(Material provided Opens)
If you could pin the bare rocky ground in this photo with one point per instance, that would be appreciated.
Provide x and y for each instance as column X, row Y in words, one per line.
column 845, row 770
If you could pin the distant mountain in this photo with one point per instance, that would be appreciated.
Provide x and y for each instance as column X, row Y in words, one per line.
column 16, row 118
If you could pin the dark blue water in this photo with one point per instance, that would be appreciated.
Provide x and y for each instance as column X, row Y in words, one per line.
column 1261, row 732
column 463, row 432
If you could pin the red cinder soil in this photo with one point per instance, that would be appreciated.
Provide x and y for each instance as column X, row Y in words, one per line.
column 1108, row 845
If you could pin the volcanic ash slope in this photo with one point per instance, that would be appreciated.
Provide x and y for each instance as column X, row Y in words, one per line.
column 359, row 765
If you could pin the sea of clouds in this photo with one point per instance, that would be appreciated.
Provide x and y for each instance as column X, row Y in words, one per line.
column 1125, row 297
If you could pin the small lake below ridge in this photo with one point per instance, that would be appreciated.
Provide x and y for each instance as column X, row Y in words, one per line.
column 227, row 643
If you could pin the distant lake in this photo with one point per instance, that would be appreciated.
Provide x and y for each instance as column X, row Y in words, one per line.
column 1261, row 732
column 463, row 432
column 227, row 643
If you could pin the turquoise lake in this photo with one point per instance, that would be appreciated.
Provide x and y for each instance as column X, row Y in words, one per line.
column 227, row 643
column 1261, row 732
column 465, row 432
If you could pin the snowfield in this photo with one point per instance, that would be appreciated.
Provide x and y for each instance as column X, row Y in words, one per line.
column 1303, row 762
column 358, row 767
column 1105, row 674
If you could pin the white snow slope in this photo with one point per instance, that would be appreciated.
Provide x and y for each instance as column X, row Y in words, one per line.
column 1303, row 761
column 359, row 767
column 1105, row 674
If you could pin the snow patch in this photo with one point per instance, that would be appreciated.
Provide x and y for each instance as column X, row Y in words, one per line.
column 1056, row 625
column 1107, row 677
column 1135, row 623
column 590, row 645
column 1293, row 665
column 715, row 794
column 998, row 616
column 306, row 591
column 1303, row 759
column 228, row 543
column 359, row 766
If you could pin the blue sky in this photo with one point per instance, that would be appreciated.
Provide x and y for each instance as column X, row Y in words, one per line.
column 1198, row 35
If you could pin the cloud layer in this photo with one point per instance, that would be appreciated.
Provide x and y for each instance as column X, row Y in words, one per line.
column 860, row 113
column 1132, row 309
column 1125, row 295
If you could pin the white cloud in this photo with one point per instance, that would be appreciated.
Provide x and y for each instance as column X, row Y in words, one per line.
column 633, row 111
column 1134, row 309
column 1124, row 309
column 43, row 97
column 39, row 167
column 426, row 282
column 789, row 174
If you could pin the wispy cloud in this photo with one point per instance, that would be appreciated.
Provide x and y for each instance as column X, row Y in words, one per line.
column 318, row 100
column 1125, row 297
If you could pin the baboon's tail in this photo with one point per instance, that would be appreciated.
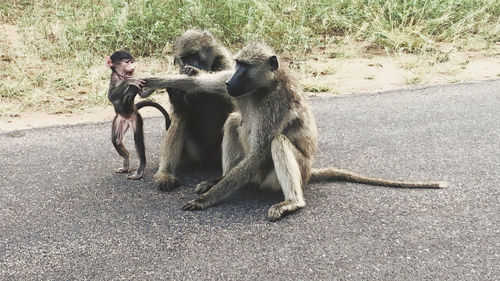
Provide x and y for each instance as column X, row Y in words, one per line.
column 335, row 174
column 156, row 105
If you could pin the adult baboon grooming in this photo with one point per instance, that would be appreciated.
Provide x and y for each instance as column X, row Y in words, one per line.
column 197, row 120
column 272, row 139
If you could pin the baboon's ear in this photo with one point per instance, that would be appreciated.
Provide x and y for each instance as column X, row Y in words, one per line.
column 207, row 33
column 273, row 62
column 108, row 62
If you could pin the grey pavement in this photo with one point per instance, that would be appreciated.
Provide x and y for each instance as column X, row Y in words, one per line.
column 64, row 215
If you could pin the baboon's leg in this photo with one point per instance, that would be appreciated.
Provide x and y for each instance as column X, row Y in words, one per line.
column 232, row 151
column 118, row 129
column 171, row 150
column 288, row 173
column 139, row 147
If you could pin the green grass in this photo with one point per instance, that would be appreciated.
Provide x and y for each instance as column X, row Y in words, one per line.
column 59, row 39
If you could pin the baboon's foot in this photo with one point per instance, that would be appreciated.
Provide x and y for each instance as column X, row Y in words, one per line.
column 193, row 205
column 122, row 170
column 135, row 176
column 166, row 182
column 190, row 70
column 203, row 187
column 169, row 185
column 280, row 210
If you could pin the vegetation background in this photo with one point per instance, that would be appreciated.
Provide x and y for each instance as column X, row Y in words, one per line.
column 51, row 52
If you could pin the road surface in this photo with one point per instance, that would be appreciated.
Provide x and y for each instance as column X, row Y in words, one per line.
column 65, row 215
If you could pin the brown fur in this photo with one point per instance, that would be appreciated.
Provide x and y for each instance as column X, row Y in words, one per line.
column 272, row 139
column 200, row 106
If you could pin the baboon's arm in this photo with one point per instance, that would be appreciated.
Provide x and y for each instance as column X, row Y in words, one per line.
column 208, row 82
column 234, row 180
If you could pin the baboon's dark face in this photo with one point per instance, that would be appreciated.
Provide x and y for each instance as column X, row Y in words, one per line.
column 240, row 83
column 249, row 77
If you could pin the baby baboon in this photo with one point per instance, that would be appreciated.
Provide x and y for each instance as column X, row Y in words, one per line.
column 198, row 118
column 272, row 139
column 122, row 91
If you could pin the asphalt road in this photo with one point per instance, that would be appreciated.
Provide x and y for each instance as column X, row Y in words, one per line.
column 65, row 215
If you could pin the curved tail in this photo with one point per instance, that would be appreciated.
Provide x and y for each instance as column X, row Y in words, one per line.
column 156, row 105
column 335, row 174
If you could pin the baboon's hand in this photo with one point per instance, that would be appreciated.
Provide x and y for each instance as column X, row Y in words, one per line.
column 193, row 205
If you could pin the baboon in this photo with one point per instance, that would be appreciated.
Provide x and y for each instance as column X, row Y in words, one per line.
column 123, row 88
column 271, row 140
column 197, row 120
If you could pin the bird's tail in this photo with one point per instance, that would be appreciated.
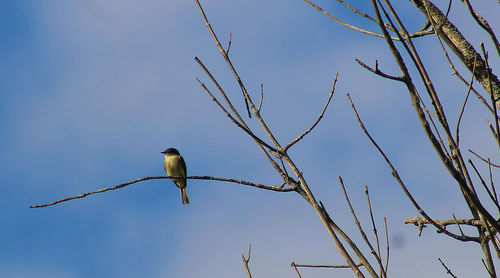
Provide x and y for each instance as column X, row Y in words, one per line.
column 185, row 199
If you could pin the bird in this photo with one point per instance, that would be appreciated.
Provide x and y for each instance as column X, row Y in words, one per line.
column 175, row 166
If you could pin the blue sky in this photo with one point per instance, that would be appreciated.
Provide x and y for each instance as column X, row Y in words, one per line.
column 92, row 91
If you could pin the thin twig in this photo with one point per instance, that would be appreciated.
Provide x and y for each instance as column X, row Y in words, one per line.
column 214, row 99
column 487, row 161
column 229, row 44
column 387, row 244
column 491, row 182
column 317, row 120
column 324, row 265
column 402, row 185
column 296, row 270
column 246, row 261
column 257, row 185
column 484, row 24
column 261, row 97
column 465, row 102
column 458, row 224
column 226, row 57
column 377, row 71
column 469, row 222
column 273, row 163
column 374, row 228
column 484, row 185
column 492, row 95
column 360, row 228
column 448, row 271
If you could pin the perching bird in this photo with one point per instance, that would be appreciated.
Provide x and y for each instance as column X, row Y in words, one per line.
column 176, row 167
(Material provided Closes)
## Instructions to follow
Repeat the whole of the material above exactly, but keep the pictures out.

## Task response
If you could pin the bare rocky ground in this photo with one point per instance, that would be appreciated.
Provide x and y for each instance as column X, row Y in words, one per line.
column 845, row 770
If you could pin the distant mountain in this photo with one point per instance, that would be appreciated.
Provide x and y for each instance as column X, row Y in words, one per line.
column 16, row 118
If you could pin the dark blue water in this photo with one point per instance, that would be appreciated.
Provide x and y for each instance as column X, row Y in words, one per line.
column 1261, row 732
column 463, row 432
If you could pin the red cinder soil in this photo with one point per instance, that would be appreciated.
Provide x and y for each instance as column X, row Y in words, one per line.
column 1108, row 845
If you could pin the volcanic ash slope in this photo with one point per instance, that would be appreciated.
Provide x and y for each instance as column X, row Y in words, one per line.
column 359, row 765
If you could pin the sea of clouds in this photo with one point per instance, that would be appreciated.
Provide x and y for each instance as column X, row Y in words, one per line.
column 1125, row 297
If you could pin the small lake below ridge in this photo with one point per instance, that would be appreciated.
Provide x and y for each instance as column X, row Y in words, one per line.
column 227, row 643
If you could pin the distant lake in this photo with one point per instance, that would be appreciated.
Provide x and y for each instance as column X, row Y in words, one per line.
column 1261, row 732
column 463, row 432
column 227, row 643
If you could pin the turquoise lake in this photo with one point per instance, that would be appreciated.
Provide x and y for each instance as column X, row Y in words, one per line.
column 227, row 643
column 1261, row 732
column 465, row 432
If you could pin the snowfield in this photo with one point per instance, that would be appreciated.
Provide x and y for each instance as column X, row Y in words, one per line.
column 1303, row 762
column 358, row 767
column 1105, row 674
If you could pin the white snow slope in this photo with one point per instance, that would be appreciated.
Provide x and y for each instance as column X, row Y in words, one per line.
column 1303, row 761
column 359, row 767
column 1105, row 674
If you could pin the snow patch in this photo with one point per instance, that would be appreciated.
Provide x and y for each instance as column X, row Y in words, one per line.
column 1056, row 625
column 1107, row 677
column 1135, row 623
column 590, row 645
column 1293, row 665
column 715, row 794
column 998, row 616
column 306, row 591
column 1303, row 759
column 228, row 543
column 359, row 766
If you could pin the blue sky in this photo with one point per instance, that would be appreciated.
Provide x and y for each instance as column X, row Y in words, one per line.
column 1198, row 35
If you could pin the cloud layer in this photo with one point per instance, that would be appreciated.
Provide x and y for each instance as column X, row Y in words, one per line.
column 860, row 113
column 1132, row 309
column 1125, row 295
If you could pin the white cloud in this photo with one point per instance, that would be appreciated.
Provide x and y for each instance as column X, row Y in words, one per line.
column 633, row 111
column 1134, row 309
column 1124, row 309
column 43, row 97
column 39, row 167
column 426, row 282
column 789, row 174
If you could pin the wispy cloud in this photo with one point per instance, that would be appreciated.
Provide x and y for each instance as column X, row Y in words, one per line.
column 318, row 100
column 1125, row 297
If you could pin the baboon's tail in this photo with one point per instance, that would be appreciated.
Provide x and y for each instance as column X, row Y in words, one per line.
column 335, row 174
column 156, row 105
If you could pin the adult baboon grooming in this photo with one point per instance, that would be appreciated.
Provide x and y for each instance as column X, row Y in words, one per line.
column 197, row 120
column 272, row 139
If you could pin the baboon's ear in this photo with one point per instance, that would be appreciated.
Provide x and y for each instance as column X, row Y in words, one per line.
column 207, row 33
column 273, row 62
column 108, row 62
If you could pin the grey pavement in this photo with one point per instance, that would be appreciated.
Provide x and y for each instance as column X, row Y in words, one per line.
column 64, row 215
If you could pin the baboon's leg in this photo with one point per instance, that would be appreciated.
Provide x and y for each instance as column X, row Y in words, one per line.
column 232, row 151
column 118, row 129
column 171, row 150
column 288, row 173
column 139, row 147
If you could pin the green grass in this photo with one point per instance, that would be appreciated.
Provide x and y for each instance as column X, row Y in words, one per line.
column 59, row 39
If you could pin the baboon's foot in this photo with one point per instance, that would be appreciated.
Provide x and y for each instance as column X, row Y in words, one per line.
column 193, row 205
column 122, row 170
column 135, row 176
column 166, row 182
column 190, row 70
column 203, row 187
column 169, row 185
column 280, row 210
If you could pin the vegetation background in this photo with one point per instance, that would be appreciated.
Provide x and y for each instance as column X, row Y in words, one per line.
column 51, row 52
If you could pin the road surface in this photo with one point per instance, that would be appreciated.
Provide x and y for each instance as column X, row Y in words, one per line.
column 65, row 215
If you could pin the brown fur in this photo with one point per instance, that would be appreciated.
Provide x and y for each instance as column X, row Y in words, one per line.
column 272, row 139
column 200, row 106
If you could pin the baboon's arm in this photo with one point per instance, that would be appreciated.
Provide x and y for each instance as column X, row Y in words, one per line.
column 208, row 82
column 234, row 180
If you could pin the baboon's dark face in this photo with one point per instance, that would be appreciated.
Provide x and y for each instance as column X, row Y in words, one per line.
column 240, row 83
column 249, row 77
If you could pin the baby baboon in this photo with one point per instance, that would be appreciated.
Provide x and y for each instance as column X, row Y in words, one per line.
column 198, row 118
column 272, row 139
column 122, row 91
If you could pin the asphalt road in this photo with one point per instance, that would be appreciated.
Provide x and y for each instance as column X, row Y in words, one per line.
column 65, row 215
If you could pin the curved tail in this photo with one point per instance, that would be appreciated.
Provide x and y for each instance as column X, row Y in words, one per line.
column 156, row 105
column 335, row 174
If you could pin the baboon's hand in this photo with one point per instance, that would be appreciated.
Provide x and y for each instance as column X, row Y in words, one per line.
column 193, row 205
If you could pin the baboon in this photo with one point per instance, that would be appreciated.
Provide x and y for each instance as column X, row Y in words, one per line.
column 123, row 88
column 271, row 140
column 197, row 120
If you could pin the bird's tail in this photo with one point per instance, that would be appreciated.
Provide x and y for each instance as column X, row Y in words, one per line.
column 185, row 199
If you could pin the bird in this photo with one point per instance, that would be appreciated.
Provide x and y for each instance as column X, row Y in words, one per line.
column 175, row 166
If you could pin the blue sky in this photo with one point per instance, that would be appreciated.
Provide x and y for each instance as column X, row Y in words, one per line.
column 92, row 91
If you could pin the thin twig in this photo with one point per instance, that would be appreciated.
Provide x and y for each instance as column X, row Y in words, one per line.
column 214, row 99
column 487, row 161
column 229, row 44
column 387, row 244
column 491, row 182
column 317, row 120
column 324, row 265
column 402, row 185
column 296, row 270
column 246, row 261
column 257, row 185
column 484, row 24
column 261, row 97
column 465, row 102
column 458, row 224
column 226, row 57
column 377, row 71
column 469, row 222
column 273, row 163
column 374, row 228
column 484, row 185
column 492, row 95
column 360, row 228
column 448, row 271
If you could pin the perching bird in this photo with one point per instance, that would be appreciated.
Provide x and y for each instance as column X, row Y in words, one per line.
column 176, row 167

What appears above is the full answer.